Exercise instructions:
• a. Retype the AR(1) derivation word for word, beginning at the words "- If $|\beta| <" and stopping after "to one, respectively.".
• b. Extend the AR(1) derivation with new text that picks up right after its last sentence.

Source excerpt:
<<<<

\(\DeclareMathOperator*{\argmin}{arg\,min}\) \(\DeclareMathOperator*{\argmax}{arg\,max}\)

Autoregressive and moving average models are commonly used for time series data. While these models are usually presented as a recursive regression, they’re less frequently shown in terms of their assumptions of the marginal distribution of each sample. Here, we derive the distributional assumptions underlying these models. We show this for the AR(1) model, the MA(q) model, and the ARMA(1, q) model.

Consider a set of time-ordered samples $x_1, x_2, \dots, x_T$ whose behavior over time we wish to model. Recall the AR(1) model:

\[x_t = \beta x_{t-1} + \epsilon_t,\quad \epsilon_t \sim N(0, \sigma^2),\]where $\beta$ is the autoregressive parameter, and $\epsilon_t$ is a noise term. Let’s compute the distribution for $x_t$ incrementally. Given an initial point $x_1$, let’s unravel the recursive model definition for $t=2, \dots$ as follows:

\begin{align} x_t &= \beta x_{t-1} + \epsilon_t \\ &= \beta \color{red}{(\beta x_{t-2} + \epsilon_{t-1})} + \epsilon_t \\ &= \beta \color{red}{(\beta \color{blue}{(\beta x_{t-3} + \epsilon_{t-2})} + \epsilon_{t-1})} + \epsilon_t \\ &= \beta \color{red}{(\beta \color{blue}{(\beta \color{green}{(\beta x_{t-4} + \epsilon_{t-3})} + \epsilon_{t-2})} + \epsilon_{t-1})} + \epsilon_t \\ &= \beta^{t-1} x_{1} + \epsilon_t + \beta \epsilon_{t-1} + \beta^2 \epsilon_{t-2} + \cdots + \beta^{t-2} \epsilon_2 \\ &\quad\quad\quad\quad\vdots \\ &= \beta^{t-1} x_{1} + \sum\limits_{i=0}^{t-2} \beta^{i} \epsilon_{t-i} \\ \end{align}

Given the initial point $x_1,$ the first term, $\beta^{t-1} x_{1},$ will be a constant. Each term in the second term’s sum is a Gaussian random variable multiplied by a constant. We know that $\beta^{i} \epsilon_{t-i} \sim N(0, \beta^{2i} \sigma^2).$ Since the $\epsilon$ terms are i.i.d., the variances are additive; thus, the distribution for $x_t$ for $t \geq 2$ is given by

\[x_t \sim N\left(\beta^{t-1}x_1, \sigma^2 \sum\limits_{i=0}^{t-2} \beta^{2i} \right).\]We can examine the behavior of $x_t$ as we extend to an infinite time horizon, $t \to \infty.$ Examining the mean, we have three cases depending on the value of $\beta:$

- If $|\beta| < 1$, then $\beta^{t-1} x_1 \to 0$ as $t \to \infty;$
- If $|\beta| > 1$, then $\beta^{t-1} x_1 \to \infty$ as $t \to \infty;$
- If $|\beta| = 1$, then $\beta^{t-1} x_1 = x_1$ for all $t.$

In other words, the mean converges to zero, diverges to infinity, or remains constant at the initial value depending on whether the autoregressive parameter’s absolute value is less than, greater than, or equal to one, respectively.

>>>>

Record excerpts:
<<<<

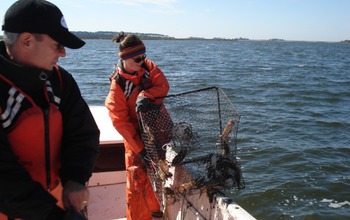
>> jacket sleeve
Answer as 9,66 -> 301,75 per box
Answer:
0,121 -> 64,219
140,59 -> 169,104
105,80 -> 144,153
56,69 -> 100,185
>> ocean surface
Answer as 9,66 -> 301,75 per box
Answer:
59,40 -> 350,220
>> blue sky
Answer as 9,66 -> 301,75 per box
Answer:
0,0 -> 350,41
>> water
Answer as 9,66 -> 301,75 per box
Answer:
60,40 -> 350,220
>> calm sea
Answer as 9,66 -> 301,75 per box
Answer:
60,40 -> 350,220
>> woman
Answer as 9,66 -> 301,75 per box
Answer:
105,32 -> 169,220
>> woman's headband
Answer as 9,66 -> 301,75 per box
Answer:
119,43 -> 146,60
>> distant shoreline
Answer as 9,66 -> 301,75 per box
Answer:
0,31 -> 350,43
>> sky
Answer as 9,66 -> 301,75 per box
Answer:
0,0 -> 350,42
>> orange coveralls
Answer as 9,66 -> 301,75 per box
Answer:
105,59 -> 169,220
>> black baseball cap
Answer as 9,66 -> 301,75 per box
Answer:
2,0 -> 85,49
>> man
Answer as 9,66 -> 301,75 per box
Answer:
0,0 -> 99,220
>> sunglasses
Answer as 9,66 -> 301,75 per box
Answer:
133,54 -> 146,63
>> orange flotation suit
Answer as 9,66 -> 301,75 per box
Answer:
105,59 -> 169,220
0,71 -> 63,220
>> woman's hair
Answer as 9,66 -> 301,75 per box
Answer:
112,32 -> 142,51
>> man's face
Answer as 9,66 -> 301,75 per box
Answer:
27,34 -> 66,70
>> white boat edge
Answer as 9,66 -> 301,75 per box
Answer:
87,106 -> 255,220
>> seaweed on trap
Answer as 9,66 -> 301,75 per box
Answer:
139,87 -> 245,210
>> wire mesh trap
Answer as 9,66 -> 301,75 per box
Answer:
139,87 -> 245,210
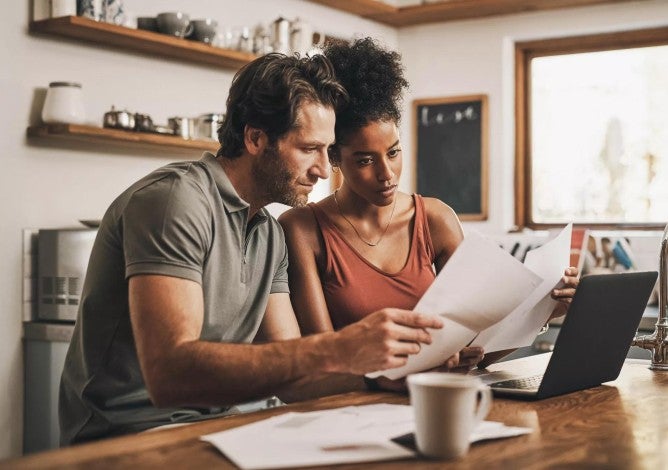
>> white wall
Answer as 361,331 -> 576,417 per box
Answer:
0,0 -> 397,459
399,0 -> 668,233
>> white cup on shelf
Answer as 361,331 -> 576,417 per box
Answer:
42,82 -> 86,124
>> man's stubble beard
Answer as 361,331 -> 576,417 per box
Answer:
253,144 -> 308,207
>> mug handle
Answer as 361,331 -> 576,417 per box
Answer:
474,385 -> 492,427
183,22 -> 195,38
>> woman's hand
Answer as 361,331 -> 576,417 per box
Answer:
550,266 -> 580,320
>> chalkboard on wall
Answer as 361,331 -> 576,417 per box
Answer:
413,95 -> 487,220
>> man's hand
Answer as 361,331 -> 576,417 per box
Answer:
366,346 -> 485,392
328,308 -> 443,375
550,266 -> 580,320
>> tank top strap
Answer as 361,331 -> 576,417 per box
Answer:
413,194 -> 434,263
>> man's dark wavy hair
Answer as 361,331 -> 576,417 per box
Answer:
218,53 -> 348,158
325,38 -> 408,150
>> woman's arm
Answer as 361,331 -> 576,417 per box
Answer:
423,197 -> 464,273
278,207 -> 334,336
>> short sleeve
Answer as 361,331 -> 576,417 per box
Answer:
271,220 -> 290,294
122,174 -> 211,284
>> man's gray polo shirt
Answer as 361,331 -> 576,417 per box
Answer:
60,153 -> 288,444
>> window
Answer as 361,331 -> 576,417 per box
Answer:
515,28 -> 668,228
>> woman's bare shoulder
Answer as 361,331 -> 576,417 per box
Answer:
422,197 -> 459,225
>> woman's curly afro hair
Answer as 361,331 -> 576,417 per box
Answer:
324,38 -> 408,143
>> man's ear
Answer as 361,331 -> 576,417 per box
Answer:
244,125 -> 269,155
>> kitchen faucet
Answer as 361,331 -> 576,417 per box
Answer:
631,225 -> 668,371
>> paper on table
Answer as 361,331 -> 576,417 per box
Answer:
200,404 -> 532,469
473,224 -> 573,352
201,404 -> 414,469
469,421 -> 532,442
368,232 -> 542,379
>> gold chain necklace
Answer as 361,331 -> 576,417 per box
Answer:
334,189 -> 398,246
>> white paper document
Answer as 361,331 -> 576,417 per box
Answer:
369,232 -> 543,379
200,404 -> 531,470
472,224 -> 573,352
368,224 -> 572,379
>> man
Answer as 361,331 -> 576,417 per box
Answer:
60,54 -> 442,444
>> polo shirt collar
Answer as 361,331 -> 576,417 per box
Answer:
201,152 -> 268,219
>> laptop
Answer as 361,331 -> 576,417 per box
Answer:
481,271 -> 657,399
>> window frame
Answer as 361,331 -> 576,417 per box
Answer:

>>>>

Results for the exercise:
• a.
- If $|\beta| < 1$, then $\beta^{t-1} x_1 \to 0$ as $t \to \infty;$
- If $|\beta| > 1$, then $\beta^{t-1} x_1 \to \infty$ as $t \to \infty;$
- If $|\beta| = 1$, then $\beta^{t-1} x_1 = x_1$ for all $t.$

In other words, the mean converges to zero, diverges to infinity, or remains constant at the initial value depending on whether the autoregressive parameter’s absolute value is less than, greater than, or equal to one, respectively.

• b.
For the variance, we can notice that it takes the form of a geometric series and thus the infinite sum has a closed form when $|\beta| < 1:$

\[\sigma^2 \sum\limits_{i=0}^{\infty} \beta^{2i} = \frac{\sigma^2}{1 - \beta^2}.\]When $\beta = 1,$ the AR(1) model reduces to the vanilla Wiener process (often called a random walk), where the variance of $x_t$ scales directly proportionally to $t.$

We show a small demonstration of this distribution below. We simulate data for $T=100$ steps with $\beta = 0.9$ and $\sigma^2 = 0.01.$ We repeat this 10,000 times and plot a histogram of the values of $x_{100}$ in gray. We also plot the limiting distribution of $x_t$ as a red dashed line.

We can see that the gray density (the one we observe empirically by sampling from the model) closely matches the theoretical limiting density (the one that will be approached with an infinite time horizon).

The Python code for this experiment is below.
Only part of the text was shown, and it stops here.